◆ **AUFGABEN**:
1. Schreiben Sie den Abschnitt aus dem Auszug zum Klangporträt neu, beginnend bei „Nein, normalerweise erinnere“ und endend bei „sie auf CD.“. Setzen Sie dabei „Festplatte“ anstelle von „CD“.
2. Setzen Sie bitte den Auszug zum Klangporträt im Anschluss an seinen letzten Satz fort.

Klangporträt von Jolita Kelias, erstellt von Sharon Lars Steffens

Ja, ich habe von Ihnen gespielt. Ich kann grundsätzlich über Menschen spielen, auch wenn sie nicht in meiner Nähe sind, ohne irgendeinen physischen Kontakt zu ihnen zu haben. Wir sind ja alle miteinander verbunden…

 

Als ich Sie im März dieses Jahres in Deutschland getroffen habe, habe ich Sie gefragt, wie lange Sie für die Komposition Ihrer Musik brauchen. Und die Antwort hat mich wirklich sehr überrascht, so dass ich Ihnen die gleiche Frage noch mehrere Male gestellt habe. Sie sagten mir, dass Sie nur drei bis fünf Minuten bräuchten, um dieses erstaunliche Musikstück zu kreieren, mit anderen Worten so lange, wie das Stück dauert, das Sie spielen. Daher ist hier meine nächste Frage: Können Sie das Stück noch einmal spielen? Erinnern Sie sich an das, was Sie gespielt haben?

 

Nein, normalerweise erinnere ich mich nicht an das, was ich gespielt habe und ich kann es daher nicht genau so noch einmal spielen. Daher ist es jedes Mal anders. Das macht auch Sinn, weil ich ja einen ganz bestimmten Moment einfange. Dennoch würde ich meine Musik gerne schriftlich in Noten festhalten, so dass andere sie auch spielen könnten. Zurzeit nehme ich meine Improvisationen auf und speichere sie auf CD.

Regionsbeschreibungen in natürlicher Sprache
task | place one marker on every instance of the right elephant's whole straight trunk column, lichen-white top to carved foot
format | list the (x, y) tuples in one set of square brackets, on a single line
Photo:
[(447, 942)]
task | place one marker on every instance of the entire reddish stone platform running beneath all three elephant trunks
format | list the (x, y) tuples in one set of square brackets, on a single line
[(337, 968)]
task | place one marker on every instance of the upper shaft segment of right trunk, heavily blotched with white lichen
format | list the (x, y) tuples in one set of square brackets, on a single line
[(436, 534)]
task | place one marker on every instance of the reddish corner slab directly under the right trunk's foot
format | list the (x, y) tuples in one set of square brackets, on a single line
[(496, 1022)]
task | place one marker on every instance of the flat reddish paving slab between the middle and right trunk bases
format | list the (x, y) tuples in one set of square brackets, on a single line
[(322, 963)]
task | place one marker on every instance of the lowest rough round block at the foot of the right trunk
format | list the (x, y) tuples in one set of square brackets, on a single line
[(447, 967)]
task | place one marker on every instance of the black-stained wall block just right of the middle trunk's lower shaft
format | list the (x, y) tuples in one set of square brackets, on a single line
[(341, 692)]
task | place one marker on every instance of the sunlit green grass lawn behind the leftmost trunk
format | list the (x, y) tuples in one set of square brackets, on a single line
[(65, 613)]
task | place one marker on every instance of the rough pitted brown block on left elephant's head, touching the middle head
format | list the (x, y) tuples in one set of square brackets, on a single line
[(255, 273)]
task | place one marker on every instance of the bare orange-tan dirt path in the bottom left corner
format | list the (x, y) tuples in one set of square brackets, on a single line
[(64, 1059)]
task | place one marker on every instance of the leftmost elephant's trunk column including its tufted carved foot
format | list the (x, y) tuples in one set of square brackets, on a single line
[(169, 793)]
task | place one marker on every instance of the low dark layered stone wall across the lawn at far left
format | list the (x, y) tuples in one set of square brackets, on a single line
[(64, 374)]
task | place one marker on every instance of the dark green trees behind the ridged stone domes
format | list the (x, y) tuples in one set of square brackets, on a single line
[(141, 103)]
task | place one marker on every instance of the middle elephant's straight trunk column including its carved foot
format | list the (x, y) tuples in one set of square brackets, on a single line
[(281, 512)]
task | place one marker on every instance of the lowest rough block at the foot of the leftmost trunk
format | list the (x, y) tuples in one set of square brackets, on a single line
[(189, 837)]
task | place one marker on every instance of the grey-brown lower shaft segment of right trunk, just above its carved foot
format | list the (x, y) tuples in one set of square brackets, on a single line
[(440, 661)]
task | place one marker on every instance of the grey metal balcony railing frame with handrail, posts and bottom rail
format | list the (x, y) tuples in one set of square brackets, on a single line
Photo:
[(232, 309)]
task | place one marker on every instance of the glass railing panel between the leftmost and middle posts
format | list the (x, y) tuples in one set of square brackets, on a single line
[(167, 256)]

◆ **LÖSUNGEN**:
1.
Nein, normalerweise erinnere ich mich nicht an das, was ich gespielt habe und ich kann es daher nicht genau so noch einmal spielen. Daher ist es jedes Mal anders. Das macht auch Sinn, weil ich ja einen ganz bestimmten Moment einfange. Dennoch würde ich meine Musik gerne schriftlich in Noten festhalten, so dass andere sie auch spielen könnten. Zurzeit nehme ich meine Improvisationen auf und speichere sie auf Festplatte.

2.
Ich besitze eine Ihrer CDs mit dem Titel “Day and Night”. Sharon, sie ist wunderschön. Ich höre sie sehr oft, besonders am Abend. Wenn Sie sich Ihre eigene Musik anhören, sind Sie überrascht über das, was Sie hervorgebracht haben – ein solch wunderbares Musikstück?

 

Oh ja, normalerweise bin ich das.

 

Wenn ich eine Ihrer CDs kaufen möchte, wo kann ich sie bekommen?
Derzeit können Sie meine CDs bei iTunes oder Amazon herunterladen. Außerdem bin ich gerade dabei, neue CD- und DVD-Projekte umzusetzen, die schon bald in meinem Online-Shop www.blessed-gifts.de erhältlich sein werden, wie auch einige Aufnahmen meiner Konzerte.

 

Was – außer Musik – ist Ihnen noch wichtig in Ihrem Leben?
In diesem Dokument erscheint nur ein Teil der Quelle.